这里同理,删除某一节点用的是移花接木的方法,不需要再去找当前节点的上一个节点

10)判定单链表是否带环. 如果带环返回当前的交点

LinkNode* HasCycle(LinkNode* head)
 {
     if(head == NULL)
     {
         return NULL;
     }
     LinkNode* quick = head;
     LinkNode* slow = head;
     while(quick->next != NULL && quick->next->next != NULL)
     {
         quick = quick->next->next;
         slow = slow->next;
         if(quick == slow)
         {
             return quick;
         }
     }
     return NULL;
 }

这里用的方法类似于快慢指针,快指针每次走两步,慢指针每次走一步,如果有环,快慢指针会相遇

注意 : 快指针走3步,满指针走1步这样的方法在有些情况下是不可以的

11) 如果链表带环, 求出环的长度

size_t GetCycleLen(LinkNode* head)
{
	LinkNode* cur = HasCycle(head);
	if (cur == NULL)
	{//没有环
		return 0;
	}
	size_t length = 1;
	LinkNode* cur1 = cur->next;
	while (cur1 != cur)
	{
		cur1 = cur1->next;
		++length;
	}
	return length;
}

利用(10)的方法求出交点,在求换的长度

12)如果链表带环, 求出环的入口

LinkNode* GetCycleEntry(LinkNode* head)  
{  
    LinkNode* cur = HasCycle(head);  
    if (cur == NULL)

» **数据记录**
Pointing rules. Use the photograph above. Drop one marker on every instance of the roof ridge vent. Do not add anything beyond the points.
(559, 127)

--

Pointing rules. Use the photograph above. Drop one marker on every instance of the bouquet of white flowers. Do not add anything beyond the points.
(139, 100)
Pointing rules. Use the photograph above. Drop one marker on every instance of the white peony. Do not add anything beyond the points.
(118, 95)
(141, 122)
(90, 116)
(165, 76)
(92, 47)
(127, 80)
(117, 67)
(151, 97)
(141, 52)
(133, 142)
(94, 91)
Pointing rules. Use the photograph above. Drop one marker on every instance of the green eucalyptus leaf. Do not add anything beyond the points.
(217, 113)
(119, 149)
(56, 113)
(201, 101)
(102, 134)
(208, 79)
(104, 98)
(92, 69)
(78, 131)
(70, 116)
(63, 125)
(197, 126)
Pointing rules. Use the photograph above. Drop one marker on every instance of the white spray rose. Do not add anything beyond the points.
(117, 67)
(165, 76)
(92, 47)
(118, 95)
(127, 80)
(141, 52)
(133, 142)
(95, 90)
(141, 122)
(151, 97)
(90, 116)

---

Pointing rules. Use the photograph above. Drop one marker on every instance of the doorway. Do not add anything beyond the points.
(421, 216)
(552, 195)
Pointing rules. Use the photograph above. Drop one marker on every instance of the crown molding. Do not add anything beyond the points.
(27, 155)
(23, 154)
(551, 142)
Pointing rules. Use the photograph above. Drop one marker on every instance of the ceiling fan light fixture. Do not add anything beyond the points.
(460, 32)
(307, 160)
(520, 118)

» **任务说明**
请把上面讲单链表带环的节选文本从头到尾原样重抄一遍。

» **任务答复**
这里同理,删除某一节点用的是移花接木的方法,不需要再去找当前节点的上一个节点

10)判定单链表是否带环. 如果带环返回当前的交点

LinkNode* HasCycle(LinkNode* head)
 {
     if(head == NULL)
     {
         return NULL;
     }
     LinkNode* quick = head;
     LinkNode* slow = head;
     while(quick->next != NULL && quick->next->next != NULL)
     {
         quick = quick->next->next;
         slow = slow->next;
         if(quick == slow)
         {
             return quick;
         }
     }
     return NULL;
 }

这里用的方法类似于快慢指针,快指针每次走两步,慢指针每次走一步,如果有环,快慢指针会相遇

注意 : 快指针走3步,满指针走1步这样的方法在有些情况下是不可以的

11) 如果链表带环, 求出环的长度

size_t GetCycleLen(LinkNode* head)
{
	LinkNode* cur = HasCycle(head);
	if (cur == NULL)
	{//没有环
		return 0;
	}
	size_t length = 1;
	LinkNode* cur1 = cur->next;
	while (cur1 != cur)
	{
		cur1 = cur1->next;
		++length;
	}
	return length;
}

利用(10)的方法求出交点,在求换的长度

12)如果链表带环, 求出环的入口

LinkNode* GetCycleEntry(LinkNode* head)  
{  
    LinkNode* cur = HasCycle(head);  
    if (cur == NULL)